— Selected passage —

_ _ _

The Johns Hopkins Public Management Program is a public policy school affiliated with Johns Hopkins University in Washington, D.C. MA in Public Management emphasizes the fundamentals of public management: financial management, policy analysis, tax and budget policy, and public administration. The curriculum is designed for working professionals in the government and nonprofit sector. Courses may be taken at a full- or part-time pace. The program is led by Paul Weinstein, and offers a 12 course Master of Arts in Public Management. l The program began in 2011 and combines a rigorous curriculum with faculty from academia, government, nonprofit, and the private sector. A master's degree in public policy is geared toward analysts who want to delve fully into the details of economics, public finance and research. A master's in public administration is for those who are focused on the management of staff in government agencies, nonprofits and other organizations. Students usually choose one or the other. A Masters in Public Management tries to combines the two. The M.A. in Public Management have to take four core courses from a list that includes; Public Policy Evaluation and the Policy Process, Financial Management and Analysis in the Public Sector, Economics for Public Decision Making, Essentials of Public and Private Management, Quantitative Methods, and Principles of Nonprofit Management. Students choose seven electives and complete a capstone project of their own design. The goal of the capstone is to provide a detailed solution to an identified problem.

_ _ _

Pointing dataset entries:
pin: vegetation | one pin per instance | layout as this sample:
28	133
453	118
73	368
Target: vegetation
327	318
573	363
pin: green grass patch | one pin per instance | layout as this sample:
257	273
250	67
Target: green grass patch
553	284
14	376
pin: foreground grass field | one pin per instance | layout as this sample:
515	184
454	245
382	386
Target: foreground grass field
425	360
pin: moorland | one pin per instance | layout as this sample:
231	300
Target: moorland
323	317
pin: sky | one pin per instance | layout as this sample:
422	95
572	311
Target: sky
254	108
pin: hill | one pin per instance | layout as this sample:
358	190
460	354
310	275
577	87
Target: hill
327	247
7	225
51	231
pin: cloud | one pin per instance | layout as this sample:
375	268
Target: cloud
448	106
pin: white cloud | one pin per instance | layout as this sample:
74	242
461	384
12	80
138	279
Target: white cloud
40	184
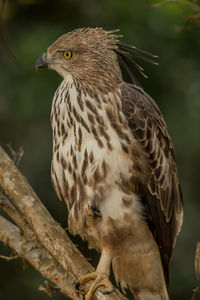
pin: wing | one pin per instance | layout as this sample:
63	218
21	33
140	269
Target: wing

_ _ _

Answer these questions using the program description above:
1. Who leads the program?
2. In what year did the program begin?
3. How many electives do students choose?

— Task answer —
1. Paul Weinstein
2. 2011
3. Seven